(EXERCISE TASK) Reproduce the lines below word for word, every item included.

(Part of a data file)
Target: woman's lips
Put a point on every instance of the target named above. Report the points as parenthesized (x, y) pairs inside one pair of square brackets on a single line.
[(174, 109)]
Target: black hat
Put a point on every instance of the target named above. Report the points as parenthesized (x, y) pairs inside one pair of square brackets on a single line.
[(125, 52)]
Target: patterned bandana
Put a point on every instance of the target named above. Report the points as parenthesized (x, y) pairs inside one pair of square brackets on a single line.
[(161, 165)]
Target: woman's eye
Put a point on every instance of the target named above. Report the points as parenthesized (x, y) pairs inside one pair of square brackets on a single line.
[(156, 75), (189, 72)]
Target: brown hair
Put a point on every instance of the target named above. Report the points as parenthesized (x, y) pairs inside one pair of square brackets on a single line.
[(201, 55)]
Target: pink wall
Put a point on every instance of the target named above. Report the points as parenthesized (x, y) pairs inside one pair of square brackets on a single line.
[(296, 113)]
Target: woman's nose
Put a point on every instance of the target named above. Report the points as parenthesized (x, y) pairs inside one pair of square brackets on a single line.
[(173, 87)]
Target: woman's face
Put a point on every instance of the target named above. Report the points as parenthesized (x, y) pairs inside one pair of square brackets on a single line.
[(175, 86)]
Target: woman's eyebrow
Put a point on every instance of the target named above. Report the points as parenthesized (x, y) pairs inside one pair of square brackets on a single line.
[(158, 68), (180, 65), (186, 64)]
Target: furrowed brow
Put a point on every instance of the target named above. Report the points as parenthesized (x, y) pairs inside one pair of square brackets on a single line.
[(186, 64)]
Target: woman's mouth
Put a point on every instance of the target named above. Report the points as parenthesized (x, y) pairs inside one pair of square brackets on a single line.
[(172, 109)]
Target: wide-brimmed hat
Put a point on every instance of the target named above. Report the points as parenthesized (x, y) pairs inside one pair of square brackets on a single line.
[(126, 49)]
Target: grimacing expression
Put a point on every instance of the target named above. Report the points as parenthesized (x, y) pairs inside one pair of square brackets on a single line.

(TASK ANSWER)
Target: woman's lips
Put a point on every instance of the target named above. Report the points as parenthesized (x, y) pairs inside one pair of square brackets on a single line.
[(174, 109)]
Target: black hat
Put a point on every instance of the target named above. Report the points as parenthesized (x, y) pairs inside one pair of square brackets on a single line.
[(125, 52)]
Target: patterned bandana
Put a point on every instance of the target named above. Report the points as parenthesized (x, y) pairs inside one pair of square brackets on a single line.
[(161, 165)]
Target: woman's eye
Put a point on every instance of the target named above. Report the points as parenthesized (x, y) pairs inside one pair of square brackets on a single line.
[(156, 75), (189, 72)]
Target: brown hair
Put a point on every instance of the target named above. Report the points as parenthesized (x, y) pairs inside one pair of square brackets on a single line.
[(201, 55)]
Target: pink wall
Put a point on every instance of the target named above. Report the points as parenthesized (x, y) pairs inside one pair of square brackets on a single line.
[(296, 113)]
Target: woman's nose
Put a point on every instance of the target named above. Report the points as parenthesized (x, y) pairs inside one pair of square brackets on a single line.
[(173, 87)]
Target: woman's face
Put a point on every instance of the target named above. Report the points as parenthesized (x, y) pairs inside one pair of square brackets on a single line.
[(175, 86)]
Target: woman's eyebrow
Put a point on every instance of the target named above. Report the points as parenthesized (x, y) pairs inside one pair of square brackets on a single line.
[(158, 68), (180, 65), (186, 64)]
Target: furrowed brow
Put a point on every instance of the target named above. Report the points as parenthesized (x, y) pairs inside one pair of square brackets on a single line.
[(186, 64)]
Target: woman's mouth
Put a point on every instance of the target named above. Report the points as parenthesized (x, y) pairs inside one pair of square brackets on a single line.
[(172, 109)]
Target: wide-brimmed hat
Put a point on every instance of the target named above. Report the points as parenthesized (x, y) pairs inside one pair of square brackets on a single line.
[(126, 49)]
Target: grimacing expression
Put a point on every instance of the target named above. Report the points as parenthesized (x, y) pairs inside one pair of square brackets on a single line.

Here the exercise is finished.